Please return every one of the lines below unchanged, leaving the pictures out of your answer.

__STORED ROWS__.
===============
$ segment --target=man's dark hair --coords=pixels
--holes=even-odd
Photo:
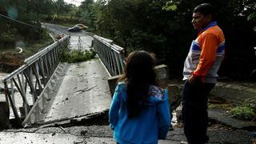
[[[214,6],[210,3],[202,3],[201,5],[197,6],[194,9],[193,13],[198,12],[202,14],[205,16],[211,14],[213,18],[215,16]]]

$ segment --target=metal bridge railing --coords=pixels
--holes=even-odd
[[[124,71],[123,48],[112,43],[112,40],[94,36],[94,48],[111,76]]]
[[[22,97],[25,118],[30,110],[30,103],[35,103],[38,96],[60,63],[60,49],[67,46],[70,38],[70,36],[67,35],[26,58],[23,66],[2,78],[6,100],[8,105],[10,102],[15,119],[20,126],[22,112],[20,111],[21,114],[18,114],[15,98]]]

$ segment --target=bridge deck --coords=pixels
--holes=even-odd
[[[34,110],[30,123],[67,120],[109,109],[108,74],[99,59],[62,64],[60,67],[62,70],[56,72],[34,107],[40,110]]]

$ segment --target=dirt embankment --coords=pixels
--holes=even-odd
[[[0,54],[0,72],[11,73],[24,63],[25,54],[4,52]]]

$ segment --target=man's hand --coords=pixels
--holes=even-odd
[[[189,78],[189,82],[190,82],[191,85],[194,85],[194,83],[195,83],[196,81],[197,81],[197,78],[196,78],[196,77],[191,75],[191,76]]]

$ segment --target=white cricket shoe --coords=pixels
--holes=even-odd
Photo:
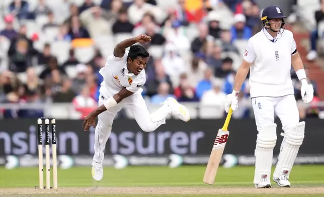
[[[282,187],[290,187],[290,182],[284,174],[282,174],[279,178],[273,178],[273,181],[276,182],[280,186]]]
[[[97,162],[95,161],[92,161],[92,169],[91,173],[94,179],[97,181],[101,180],[104,176],[104,169],[102,166],[102,162],[104,160],[103,155],[103,159],[100,162]]]
[[[180,104],[177,100],[172,97],[169,97],[163,102],[164,104],[167,105],[171,109],[171,114],[185,122],[190,120],[190,115],[186,107]]]
[[[257,184],[255,184],[256,188],[271,188],[270,180],[265,178],[261,178]]]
===============
__COMPLETED TASK__.
$ segment --target=man's dark hair --coords=pixels
--holes=even-odd
Photo:
[[[214,6],[210,3],[202,3],[201,5],[197,6],[194,9],[193,13],[198,12],[202,14],[205,16],[211,14],[213,18],[215,16]]]

$ segment --target=metal bridge railing --coords=pixels
--holes=even-odd
[[[124,71],[123,48],[112,43],[112,40],[94,36],[94,48],[111,76]]]
[[[22,97],[25,118],[30,110],[30,103],[35,103],[38,96],[60,63],[60,49],[67,46],[70,38],[70,36],[67,35],[26,58],[23,66],[2,78],[6,100],[8,105],[10,102],[15,119],[20,126],[22,112],[20,111],[21,114],[18,114],[15,98]]]

$ segment --target=bridge deck --coords=pixels
--holes=even-odd
[[[34,110],[30,123],[67,120],[109,109],[108,74],[99,59],[62,64],[60,67],[62,70],[56,72],[34,107],[40,110]]]

$ segment --target=dirt embankment --coords=pixels
--holes=even-odd
[[[0,54],[0,72],[11,73],[24,63],[25,54],[4,52]]]

$ segment --target=man's hand --coords=pixels
--holes=even-odd
[[[189,78],[189,82],[190,82],[191,85],[194,85],[194,83],[195,83],[196,81],[197,81],[197,78],[196,78],[196,77],[191,75],[191,76]]]

$ segment --target=white cricket shoe --coords=pixels
--holes=even-odd
Photo:
[[[282,187],[290,187],[290,182],[284,174],[282,174],[279,178],[273,178],[273,181],[276,182],[280,186]]]
[[[97,162],[95,161],[92,161],[92,169],[91,173],[94,179],[97,181],[101,180],[104,176],[104,169],[102,166],[102,162],[104,160],[103,155],[103,159],[100,162]]]
[[[180,104],[177,100],[172,97],[169,97],[163,102],[164,104],[167,105],[171,109],[171,114],[185,122],[190,120],[190,115],[186,107]]]
[[[257,184],[255,184],[256,188],[271,188],[270,180],[265,178],[261,178]]]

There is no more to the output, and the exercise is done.